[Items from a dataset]
_ _ _ _ _ _ _

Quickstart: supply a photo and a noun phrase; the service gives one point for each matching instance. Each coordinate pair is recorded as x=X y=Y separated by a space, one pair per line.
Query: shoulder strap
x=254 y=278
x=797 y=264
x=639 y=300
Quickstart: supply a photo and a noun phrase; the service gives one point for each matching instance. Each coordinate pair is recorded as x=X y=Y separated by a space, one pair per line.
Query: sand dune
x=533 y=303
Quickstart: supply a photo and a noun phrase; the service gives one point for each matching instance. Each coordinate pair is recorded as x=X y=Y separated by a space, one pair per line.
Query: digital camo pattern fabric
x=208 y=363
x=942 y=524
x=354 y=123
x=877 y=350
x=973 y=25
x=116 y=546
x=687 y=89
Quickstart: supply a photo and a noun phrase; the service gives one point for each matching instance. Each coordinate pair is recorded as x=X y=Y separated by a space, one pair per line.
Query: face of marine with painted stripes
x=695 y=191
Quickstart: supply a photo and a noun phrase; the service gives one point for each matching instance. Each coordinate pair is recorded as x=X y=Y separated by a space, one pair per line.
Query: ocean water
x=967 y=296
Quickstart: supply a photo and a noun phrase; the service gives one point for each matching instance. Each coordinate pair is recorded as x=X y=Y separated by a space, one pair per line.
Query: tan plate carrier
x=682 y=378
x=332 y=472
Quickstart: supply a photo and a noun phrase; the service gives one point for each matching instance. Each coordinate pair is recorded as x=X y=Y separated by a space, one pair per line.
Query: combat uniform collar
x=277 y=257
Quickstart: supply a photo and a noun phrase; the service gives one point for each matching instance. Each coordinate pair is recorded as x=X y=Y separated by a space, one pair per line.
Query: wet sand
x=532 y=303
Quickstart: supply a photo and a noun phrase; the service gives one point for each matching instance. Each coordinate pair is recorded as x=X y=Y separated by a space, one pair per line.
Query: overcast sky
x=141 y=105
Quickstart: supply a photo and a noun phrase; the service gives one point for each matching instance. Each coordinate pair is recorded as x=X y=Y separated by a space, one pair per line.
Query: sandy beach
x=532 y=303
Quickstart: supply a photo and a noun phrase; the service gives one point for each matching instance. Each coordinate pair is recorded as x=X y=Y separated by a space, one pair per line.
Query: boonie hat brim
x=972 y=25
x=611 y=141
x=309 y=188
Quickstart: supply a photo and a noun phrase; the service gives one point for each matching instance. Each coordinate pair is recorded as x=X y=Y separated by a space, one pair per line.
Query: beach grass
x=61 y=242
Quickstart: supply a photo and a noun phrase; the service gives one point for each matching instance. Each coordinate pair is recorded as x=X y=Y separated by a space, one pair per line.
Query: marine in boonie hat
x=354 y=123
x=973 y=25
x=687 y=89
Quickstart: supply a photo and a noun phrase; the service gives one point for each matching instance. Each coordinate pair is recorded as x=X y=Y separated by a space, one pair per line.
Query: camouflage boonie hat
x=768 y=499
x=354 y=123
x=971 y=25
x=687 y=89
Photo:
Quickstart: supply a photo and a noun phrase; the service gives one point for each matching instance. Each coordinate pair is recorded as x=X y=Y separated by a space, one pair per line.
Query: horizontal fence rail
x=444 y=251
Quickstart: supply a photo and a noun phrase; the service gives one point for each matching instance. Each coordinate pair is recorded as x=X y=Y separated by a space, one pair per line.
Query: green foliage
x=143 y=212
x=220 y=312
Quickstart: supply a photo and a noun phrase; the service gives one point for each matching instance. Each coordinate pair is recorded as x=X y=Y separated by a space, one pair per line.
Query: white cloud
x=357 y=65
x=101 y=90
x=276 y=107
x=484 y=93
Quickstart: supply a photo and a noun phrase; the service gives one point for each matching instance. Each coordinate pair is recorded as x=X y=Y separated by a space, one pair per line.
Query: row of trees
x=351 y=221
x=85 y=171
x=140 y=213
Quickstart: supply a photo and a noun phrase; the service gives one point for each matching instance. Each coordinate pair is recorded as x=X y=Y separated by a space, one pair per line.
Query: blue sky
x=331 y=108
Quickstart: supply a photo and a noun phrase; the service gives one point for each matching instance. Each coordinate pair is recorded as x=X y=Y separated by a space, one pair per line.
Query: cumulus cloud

_ _ _ _ _ _ _

— JOB —
Could you update these entries by replacing every "Query" with "Prompt" and leaving everything else unchanged?

— ANSWER TO THIS TASK —
Quickstart: supply a photo and a noun phrase; the service gives one point for each matching instance. Each coordinate pair is recorded as x=X y=Y separated by a space, one pair per line.
Prompt: shoulder strap
x=254 y=278
x=797 y=264
x=639 y=300
Quickstart: supply a photo and a noun phrase; the service gives one point for each matching instance. Each coordinate pair is recorded as x=X y=Y separated by a space, one pair per line.
Prompt: sand dune
x=533 y=303
Quickstart: supply a photo and a noun phrase; the service gives one point for each matching instance. Each coordinate pair is recorded as x=X y=Y separated by a space, one pair per line.
Prompt: digital camo pattern fabric
x=208 y=363
x=942 y=524
x=354 y=123
x=877 y=350
x=973 y=25
x=116 y=546
x=687 y=89
Quickstart: supply a photo and a noun phrase; the service gives one point for each matching instance. Each coordinate pair is recorded as x=X y=Y separated by a space, one pair per line.
Prompt: face of marine with painted stripes
x=695 y=191
Quickstart: supply a photo and a noun phrase; the service gives one point for each matching instance. Each coordinate pair is recorded as x=X y=Y separated by a space, one pair per line.
Prompt: ocean water
x=967 y=296
Quickstart: supply a photo and a noun phrase; the service gives one point for each matching instance. Each coordinate pair is recorded as x=X y=Y separated by a space, one pair per line.
Prompt: tan plate carrier
x=682 y=378
x=332 y=472
Quickstart: supply a photo and a noun phrase; the service gives one point for each matching instance. Each coordinate pair is recorded as x=X y=Y separated by a space, one pair per line.
Prompt: combat uniform collar
x=277 y=257
Quickstart: supply a photo and a noun phrase; the service gives one point for each matching instance. Each coordinate pair is recorded as x=X y=Y separated by a space, one pair per line.
Prompt: wet sand
x=532 y=303
Quickstart: supply a photo and a noun phrase; the service gives one point for each matching instance. Each coordinate pair is recorded as x=X y=Y separated by a space, one pair per line.
Prompt: overcast sky
x=141 y=105
Quickstart: supply a photo and a noun phrase; the service gives one point for each matching instance. Each coordinate pair is recorded as x=X y=Y separated by a space, one pair per line.
Prompt: sandy beach
x=532 y=303
Quickstart: supply a photo and a noun phrase; the service gives one point for each matching instance. Each coordinate pair is recorded as x=X y=Y separated by a space, one pair per line.
Prompt: boonie hat brim
x=972 y=25
x=611 y=141
x=309 y=188
Quickstart: supply a photo and a noun phrase; the service gives one point for each matching instance. Each coordinate pair is recorded as x=X y=Y separated by a space, one pair per line.
Prompt: beach grass
x=61 y=242
Quickstart: supply a photo and a noun phrase; the service gives one point for each matching instance. Each coordinate pair is recorded as x=X y=Y separated by a space, one pair per line.
Prompt: marine in boonie hat
x=354 y=123
x=973 y=25
x=687 y=89
Quickstart: supply a photo and a noun phrase; the service gives one point for each matching instance. Each coordinate pair is recorded as x=X y=Y separated by a space, one pair per line.
Prompt: camouflage boonie hat
x=768 y=499
x=354 y=123
x=971 y=25
x=687 y=89
Photo:
Quickstart: supply a photo and a noun phrase; the service gives one point for each matching instance. Each coordinate pair is recorded as x=X y=Y separated by a space, one pair per line.
Prompt: horizontal fence rail
x=444 y=251
Quickstart: supply a photo and a noun phrase; the service gives one point for each matching instance. Each coordinate pair is recorded as x=X y=Y separated by a space, one pair per line.
Prompt: green foliage
x=143 y=212
x=220 y=312
Quickstart: supply a photo and a noun phrase; the service gives one point for each matching instance. Each coordinate pair is recorded as x=X y=Y separated by a space, one pair per line.
Prompt: white cloud
x=357 y=65
x=101 y=90
x=276 y=107
x=484 y=93
Quickstart: supply a photo and a noun phrase; the service gives one point for each matching instance. Each coordinate pair is recorded as x=X y=Y separated by a space, one pair per line.
Prompt: row of trees
x=351 y=221
x=85 y=171
x=140 y=213
Quickstart: supply a photo and a noun phrase; the service gives one point for each matching instance. Each coordinate pair is recorded as x=X y=Y separated by a space, one pair per line.
Prompt: blue sky
x=331 y=108
Quickstart: supply a photo and a noun phrase; the service gives one point for each matching instance. Each coordinate pair is recorded as x=X y=Y separated by a space, one pair per line.
Prompt: cumulus cloud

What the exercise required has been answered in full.